## 問題 A
緑茶の効能に関する文章から、「緑茶でがんを予防できる?」から「りやすくなる」ということがわかりました。」までのすべてを一字も変えずに書き写せ。
## 問題 B
緑茶の効能に関する文章をもとに、次の問いに答えよ。
(i) 2009年に実施された研究は、何人以上を対象にしていたか。
(ii) 2012年の研究では、緑茶を飲むことによる体重減少についてどのような結果が出たか。
(iii) 2013年に報告された研究は、何人を対象とした、いくつの研究か。

## 表示テキスト
緑茶でがんが予防できる!?緑茶の効能のウソ・ホント2022.12.08
「緑茶は健康にいい」というお話、一度は聞いたことがありませんか?緑茶は、中国医学で何世紀にもわたって、頭痛やうつ病の治療に用いられてきたといわれています。
「緑茶を飲むと痩せる」「コレステロールが下がる」「がんが予防できる」などなど、緑茶の効能に関するウワサはたくさんありますが、どれも本当なのでしょうか?
緑茶でがんを予防できる?
緑茶でさまざまながんを予防できるかどうかは、実証されていません。2009年に160万人以上を対象にした、緑茶と消化管関連のがん、前立腺がん、乳がん、口腔がん、肺がんに関する51の研究が実施されましたが、「緑茶とがんとの関連性は弱い」という結論に至っています。
ただ、2015年には「胃がんと乳がんの治療に使用される薬を緑茶と併用したところ、より治療効果が高い化合物に変わった」という研究が発表されました。まだ初期の実験段階ですが、将来的にはがんの治療に応用される可能性があります。
緑茶で痩せることはできる?
緑茶に含まれる抗酸化物質(カテキンやカフェイン)には、カロリー燃焼の作用があり、新陳代謝が促すとも言われています。
ただ、ダイエットに使用される緑茶生成物とは、普通の緑茶ではなく高濃度のカテキンやカフェインを含んだ緑茶の抽出物です。
なお、2012年での研究では、緑茶を飲むことによる体重減少について有意な効果は認められませんでした。
緑茶がコレステロール低下に役立つ?
2013年に報告された821人を対象とした11の研究では、「緑茶を毎日飲むと、カテキンの効果でコレステロールと血圧が下がりやすくなる」ということがわかりました。
ただ、これは短期間に行われた研究だったため、裏づけをとるためには、より長期間で精度の高い検証が行われるべきだと言われています。

## 項目の抜粋

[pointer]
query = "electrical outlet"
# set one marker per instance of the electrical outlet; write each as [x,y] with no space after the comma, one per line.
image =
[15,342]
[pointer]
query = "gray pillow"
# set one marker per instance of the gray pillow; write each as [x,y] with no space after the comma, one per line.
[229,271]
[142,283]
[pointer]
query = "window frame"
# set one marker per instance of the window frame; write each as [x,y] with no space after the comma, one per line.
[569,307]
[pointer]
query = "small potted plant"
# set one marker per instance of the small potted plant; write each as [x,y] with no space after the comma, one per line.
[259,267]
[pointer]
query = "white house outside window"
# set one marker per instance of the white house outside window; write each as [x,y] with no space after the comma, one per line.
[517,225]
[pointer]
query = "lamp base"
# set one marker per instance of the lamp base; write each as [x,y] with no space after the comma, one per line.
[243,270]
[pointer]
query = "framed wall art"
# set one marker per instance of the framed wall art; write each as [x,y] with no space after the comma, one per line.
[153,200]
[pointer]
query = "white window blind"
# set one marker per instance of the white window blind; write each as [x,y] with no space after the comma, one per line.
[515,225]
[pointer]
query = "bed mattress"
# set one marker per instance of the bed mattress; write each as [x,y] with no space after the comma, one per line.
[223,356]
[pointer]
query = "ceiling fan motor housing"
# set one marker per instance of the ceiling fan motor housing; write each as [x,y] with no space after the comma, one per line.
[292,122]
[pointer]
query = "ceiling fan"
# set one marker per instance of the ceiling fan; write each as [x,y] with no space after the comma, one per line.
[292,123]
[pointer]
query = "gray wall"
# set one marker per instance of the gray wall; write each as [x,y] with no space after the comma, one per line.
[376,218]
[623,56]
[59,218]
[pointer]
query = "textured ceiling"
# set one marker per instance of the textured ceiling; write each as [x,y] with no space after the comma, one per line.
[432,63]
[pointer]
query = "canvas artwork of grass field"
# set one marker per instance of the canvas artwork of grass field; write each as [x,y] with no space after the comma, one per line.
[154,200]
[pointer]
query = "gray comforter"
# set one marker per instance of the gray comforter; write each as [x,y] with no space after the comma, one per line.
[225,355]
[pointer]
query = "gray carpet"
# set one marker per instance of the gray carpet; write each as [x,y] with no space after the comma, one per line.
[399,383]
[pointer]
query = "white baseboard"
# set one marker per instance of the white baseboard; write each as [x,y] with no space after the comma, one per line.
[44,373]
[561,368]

## 出力 A
緑茶でがんを予防できる?
緑茶でさまざまながんを予防できるかどうかは、実証されていません。2009年に160万人以上を対象にした、緑茶と消化管関連のがん、前立腺がん、乳がん、口腔がん、肺がんに関する51の研究が実施されましたが、「緑茶とがんとの関連性は弱い」という結論に至っています。
ただ、2015年には「胃がんと乳がんの治療に使用される薬を緑茶と併用したところ、より治療効果が高い化合物に変わった」という研究が発表されました。まだ初期の実験段階ですが、将来的にはがんの治療に応用される可能性があります。
緑茶で痩せることはできる?
緑茶に含まれる抗酸化物質(カテキンやカフェイン)には、カロリー燃焼の作用があり、新陳代謝が促すとも言われています。
ただ、ダイエットに使用される緑茶生成物とは、普通の緑茶ではなく高濃度のカテキンやカフェインを含んだ緑茶の抽出物です。
なお、2012年での研究では、緑茶を飲むことによる体重減少について有意な効果は認められませんでした。
緑茶がコレステロール低下に役立つ?
2013年に報告された821人を対象とした11の研究では、「緑茶を毎日飲むと、カテキンの効果でコレステロールと血圧が下がりやすくなる」ということがわかりました。

## 出力 B
(i) 160万人以上
(ii) 有意な効果は認められなかった。
(iii) 821人を対象とした11の研究